CHALLENGES:
1. Answer these questions from the Union Jubilee thread:
(a) How many days did the lathe take to arrive?
(b) What make was the poster's previous lathe?
(c) According to the reply, what comes with the operators manual?
2. Return the passage of the Union Jubilee thread starting at "Also the belt, this" and ending at "what it is?", copied word for word.
3. Translate this sentence from the Union Jubilee thread into Spanish: "No doubt an owner will be along, and give you the answers you need."

GIVEN PASSAGE:
# Union Jubilee questions....



## smartecosse (1 May 2015)

So my "new" Union Jubilee finally arrived today having taken 11 days with the 24hr overnight pallet delivery offered by DX Freight.....and they managed somehow to smash a corner off the "lid" that covers the top pulleys......










Anyway, my previous lathe was a Clarke one and to adjust the speeds was a simple case of turning a lever.........not quite the same with the Jubilee and its system of pulleys....any suggestions for somewhere to look for a good "how to" on this?

Also the belt, this to me looks worn, is it? Or is that just normal fraying?






Its got a scroll chuck and quite a few smaller face plates plus two 12" or so ones for the lhs, anyone any idea what size the thread are for both sides? Really need a chuck for the lhs as well.....

It also came with some sort of tool, no idea what it is or does, can someone help me out and let me know what it is?






Thanks


----------



## blackrodd (1 May 2015)

No doubt an owner will be along, and give you the answers you need.
In case you need a operators manual (It comes with manufacturing history), 

https://store.lathes.co.uk/print/mhw2
I can't find any freebies.

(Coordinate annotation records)
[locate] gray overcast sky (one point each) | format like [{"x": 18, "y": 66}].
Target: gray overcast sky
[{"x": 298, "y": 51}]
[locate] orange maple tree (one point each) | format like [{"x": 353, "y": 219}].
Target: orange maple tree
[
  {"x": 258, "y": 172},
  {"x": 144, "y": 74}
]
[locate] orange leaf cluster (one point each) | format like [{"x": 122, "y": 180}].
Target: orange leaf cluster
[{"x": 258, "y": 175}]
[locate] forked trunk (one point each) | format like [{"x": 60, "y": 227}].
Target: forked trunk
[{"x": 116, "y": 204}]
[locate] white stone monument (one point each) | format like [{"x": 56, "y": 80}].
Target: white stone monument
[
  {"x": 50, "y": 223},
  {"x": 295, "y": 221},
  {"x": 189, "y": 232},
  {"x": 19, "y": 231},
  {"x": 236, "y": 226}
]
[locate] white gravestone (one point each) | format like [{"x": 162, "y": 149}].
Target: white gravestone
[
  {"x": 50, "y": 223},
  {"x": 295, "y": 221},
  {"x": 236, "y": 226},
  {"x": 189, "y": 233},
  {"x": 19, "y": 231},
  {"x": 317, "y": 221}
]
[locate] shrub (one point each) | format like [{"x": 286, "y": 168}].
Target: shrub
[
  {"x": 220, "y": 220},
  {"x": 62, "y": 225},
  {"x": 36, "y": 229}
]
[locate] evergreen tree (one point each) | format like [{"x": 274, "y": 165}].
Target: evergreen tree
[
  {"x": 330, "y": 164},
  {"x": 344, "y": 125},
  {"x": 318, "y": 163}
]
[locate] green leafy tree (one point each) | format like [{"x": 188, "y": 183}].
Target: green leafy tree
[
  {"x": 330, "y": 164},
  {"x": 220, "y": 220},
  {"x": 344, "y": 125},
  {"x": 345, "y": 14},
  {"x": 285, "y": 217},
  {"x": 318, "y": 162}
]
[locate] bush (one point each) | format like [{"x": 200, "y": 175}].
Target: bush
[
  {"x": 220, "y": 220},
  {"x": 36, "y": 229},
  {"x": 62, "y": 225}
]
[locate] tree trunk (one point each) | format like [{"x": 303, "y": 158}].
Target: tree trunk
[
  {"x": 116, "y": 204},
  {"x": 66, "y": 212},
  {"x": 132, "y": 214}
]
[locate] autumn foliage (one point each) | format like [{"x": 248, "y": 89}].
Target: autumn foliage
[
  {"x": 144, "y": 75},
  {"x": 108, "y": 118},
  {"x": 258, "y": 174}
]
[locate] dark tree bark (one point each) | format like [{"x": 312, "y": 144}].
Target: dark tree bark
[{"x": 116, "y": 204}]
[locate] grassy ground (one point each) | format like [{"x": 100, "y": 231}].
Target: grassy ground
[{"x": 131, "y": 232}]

ANSWERS TO EACH TASK:
1.
(a) 11 days
(b) Clarke
(c) Manufacturing history

2.
Also the belt, this to me looks worn, is it? Or is that just normal fraying?






Its got a scroll chuck and quite a few smaller face plates plus two 12" or so ones for the lhs, anyone any idea what size the thread are for both sides? Really need a chuck for the lhs as well.....

It also came with some sort of tool, no idea what it is or does, can someone help me out and let me know what it is?

3. Sin duda vendrá algún propietario y te dará las respuestas que necesitas.